Stored data:
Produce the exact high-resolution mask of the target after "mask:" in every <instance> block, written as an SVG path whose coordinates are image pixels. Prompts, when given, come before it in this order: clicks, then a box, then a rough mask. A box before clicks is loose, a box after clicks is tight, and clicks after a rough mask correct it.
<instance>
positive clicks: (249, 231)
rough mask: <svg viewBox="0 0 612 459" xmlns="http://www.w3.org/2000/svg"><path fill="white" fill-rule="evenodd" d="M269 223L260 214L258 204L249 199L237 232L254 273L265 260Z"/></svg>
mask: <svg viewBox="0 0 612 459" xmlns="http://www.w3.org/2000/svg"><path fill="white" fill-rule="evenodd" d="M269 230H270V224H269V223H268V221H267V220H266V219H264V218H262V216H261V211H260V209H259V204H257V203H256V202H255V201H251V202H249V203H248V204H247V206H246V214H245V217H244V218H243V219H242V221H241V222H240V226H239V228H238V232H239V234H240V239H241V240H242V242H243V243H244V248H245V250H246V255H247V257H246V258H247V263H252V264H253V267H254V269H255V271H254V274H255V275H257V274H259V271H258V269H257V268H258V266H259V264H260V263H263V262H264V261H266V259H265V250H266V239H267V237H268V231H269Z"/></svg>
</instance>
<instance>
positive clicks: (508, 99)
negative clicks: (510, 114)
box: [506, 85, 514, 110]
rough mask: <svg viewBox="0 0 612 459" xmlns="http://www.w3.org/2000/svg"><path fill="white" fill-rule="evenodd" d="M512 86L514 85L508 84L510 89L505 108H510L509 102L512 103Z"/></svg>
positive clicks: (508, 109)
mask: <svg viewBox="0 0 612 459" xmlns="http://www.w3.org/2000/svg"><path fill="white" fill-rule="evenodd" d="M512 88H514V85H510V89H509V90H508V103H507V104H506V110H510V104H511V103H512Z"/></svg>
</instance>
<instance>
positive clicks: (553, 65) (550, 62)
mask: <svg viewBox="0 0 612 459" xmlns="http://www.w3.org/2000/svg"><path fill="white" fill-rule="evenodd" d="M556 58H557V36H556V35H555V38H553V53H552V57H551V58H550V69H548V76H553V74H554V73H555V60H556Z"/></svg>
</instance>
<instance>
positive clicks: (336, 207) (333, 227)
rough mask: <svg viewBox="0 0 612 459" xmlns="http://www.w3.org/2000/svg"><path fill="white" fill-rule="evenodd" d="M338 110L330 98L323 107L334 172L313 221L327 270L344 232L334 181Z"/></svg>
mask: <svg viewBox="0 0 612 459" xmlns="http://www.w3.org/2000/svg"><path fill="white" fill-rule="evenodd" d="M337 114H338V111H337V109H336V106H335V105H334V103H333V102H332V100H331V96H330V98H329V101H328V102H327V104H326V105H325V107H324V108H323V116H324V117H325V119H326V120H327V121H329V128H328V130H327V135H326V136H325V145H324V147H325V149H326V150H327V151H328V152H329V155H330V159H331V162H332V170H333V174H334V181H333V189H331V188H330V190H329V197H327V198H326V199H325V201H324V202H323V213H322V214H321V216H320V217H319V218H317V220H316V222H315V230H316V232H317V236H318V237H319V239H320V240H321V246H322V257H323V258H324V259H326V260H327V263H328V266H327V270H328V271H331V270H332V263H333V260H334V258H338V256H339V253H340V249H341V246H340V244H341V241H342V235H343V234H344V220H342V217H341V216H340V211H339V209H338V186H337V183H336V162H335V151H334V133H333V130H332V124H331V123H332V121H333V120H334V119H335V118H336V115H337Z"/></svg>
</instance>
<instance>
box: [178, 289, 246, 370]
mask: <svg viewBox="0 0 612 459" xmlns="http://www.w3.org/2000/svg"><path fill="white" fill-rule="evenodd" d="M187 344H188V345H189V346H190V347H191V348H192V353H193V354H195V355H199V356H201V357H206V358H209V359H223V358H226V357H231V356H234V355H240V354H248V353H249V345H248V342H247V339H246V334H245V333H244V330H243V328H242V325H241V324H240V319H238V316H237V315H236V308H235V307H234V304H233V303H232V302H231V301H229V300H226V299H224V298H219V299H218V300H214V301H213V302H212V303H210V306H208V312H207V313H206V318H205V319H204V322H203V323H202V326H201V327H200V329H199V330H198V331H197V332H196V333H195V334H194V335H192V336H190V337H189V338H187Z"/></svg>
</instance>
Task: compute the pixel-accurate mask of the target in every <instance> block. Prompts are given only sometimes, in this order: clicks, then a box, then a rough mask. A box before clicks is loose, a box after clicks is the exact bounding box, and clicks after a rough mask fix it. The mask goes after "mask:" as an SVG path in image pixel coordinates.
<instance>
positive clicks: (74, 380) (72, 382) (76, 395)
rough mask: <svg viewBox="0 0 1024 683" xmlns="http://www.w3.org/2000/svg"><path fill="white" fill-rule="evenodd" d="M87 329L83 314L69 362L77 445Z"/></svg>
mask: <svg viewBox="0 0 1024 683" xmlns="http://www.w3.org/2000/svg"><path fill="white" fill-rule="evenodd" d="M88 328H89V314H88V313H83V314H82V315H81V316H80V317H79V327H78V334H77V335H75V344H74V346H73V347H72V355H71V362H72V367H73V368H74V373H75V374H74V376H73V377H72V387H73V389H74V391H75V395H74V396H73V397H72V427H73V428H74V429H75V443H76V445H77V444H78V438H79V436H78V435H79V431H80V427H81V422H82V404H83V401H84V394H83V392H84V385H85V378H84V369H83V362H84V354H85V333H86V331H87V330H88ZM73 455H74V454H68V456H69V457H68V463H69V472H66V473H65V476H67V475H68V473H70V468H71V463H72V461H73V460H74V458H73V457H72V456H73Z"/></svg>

Requirement:
Determine the number of lines in the data that include the string "exact". Only that number belongs in the answer.

Answer space:
2